=== KRÓTKIE ZADANIE ===
Wyodrębnij dosłownie z poniższego tekstu o reggae i piosenkach Kaczmarskiego wszystko od słów „Za po prostu” w dół aż po słowa „po prostu rozsadku.”.

=== FRAGMENT TEKSTU ===

★ ★ ★ ★ ★ ★ ★

Porownywanie innych reggowych tekstow z tymi pana Jacka to tez uwazam nieporozumienie. To tak jakbym porownywal podklady muzyczne tych piosenek. Sa to zupelnie inne obszary muzyki. Samochod i rower to tez niby dwa srodki transportu, roznia sie jednak wszystkim, cele, funkcje ich sa inne. Powiecie - przeciez tekst to tekst, powinien byc dobry i juz. Oczywiscie. Jednak np. dla mnie samo przeczytanie tekstow pana Jacka w wiekszosci tez skonczyloby sie krzywym usmiechem, wymagaja one odpowiedniego podejscia, poznania, interpretacji, ktora nie zawsze jest latwa. I na tym forum sa tematy szukajace odpowiedzi, co chcial przekazac pan Kaczmarski, i kazda odpowiedz jest prawidlowa. Wazne jest poszukiwanie, zaglebienie sie w klimat, by znalezc sens. To samo tyczy sie tekstow reggae, puste ich wklejenie i wysmiewanie mija sie zupelnie z celem. One rowniez maja swoj przekaz, calkiem podobny w wielu miejscach do idei pana Jacka. Reggae chce walczyc z systemem, chce poszukiwac siebie, zostawac soba, chce sprzeciwiac sie zlu. I mozna te sprawy znalezc w tej muzyce, wcale nie uzywajac do tego marihuany czy innych psychotropow. Wystarczy troche ta muzyka poznac i chciec, po prostu chciec, nie byc z gory nastawionym na nie.
Za po prostu glupie uwazam porownywanie sluchajacego reggae do jakiegos pustego, wiecznie zjaranego blokersa, ktory nie potrafi skleic zdania bez slowa na k. Do czego to mialo prowadzic? Obrazanie reggae dla samej zasady? Bezsens. Nasmiewanie sie z wyrwanych z kontekstu tekstow Habakuka rowniez uwazam za malo madre, jak juz wspominalem, one rozniez wymagaja poznania. I bez trawy. Oczywiscie porownywanie tekstowo tych tworow jest z gory skazane na niepowodzenie, pan Kaczmarski byl poeta, nie oznacza to jednak, ze wszystko inne jest kompletnym dnem. Prosze tylko o troche tolerancji, otwartosci czy po prostu rozsadku.

★ ★ ★ ★ ★ ★ ★

=== FRAGMENT ZBIORU DANYCH ===
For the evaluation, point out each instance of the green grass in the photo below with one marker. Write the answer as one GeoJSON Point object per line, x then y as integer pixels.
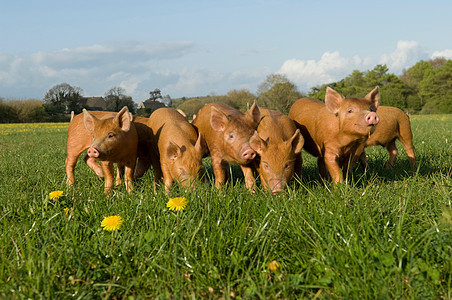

★ ★ ★ ★ ★ ★ ★

=== ODPOWIEDŹ ===
Za po prostu glupie uwazam porownywanie sluchajacego reggae do jakiegos pustego, wiecznie zjaranego blokersa, ktory nie potrafi skleic zdania bez slowa na k. Do czego to mialo prowadzic? Obrazanie reggae dla samej zasady? Bezsens. Nasmiewanie sie z wyrwanych z kontekstu tekstow Habakuka rowniez uwazam za malo madre, jak juz wspominalem, one rozniez wymagaja poznania. I bez trawy. Oczywiscie porownywanie tekstowo tych tworow jest z gory skazane na niepowodzenie, pan Kaczmarski byl poeta, nie oznacza to jednak, ze wszystko inne jest kompletnym dnem. Prosze tylko o troche tolerancji, otwartosci czy po prostu rozsadku.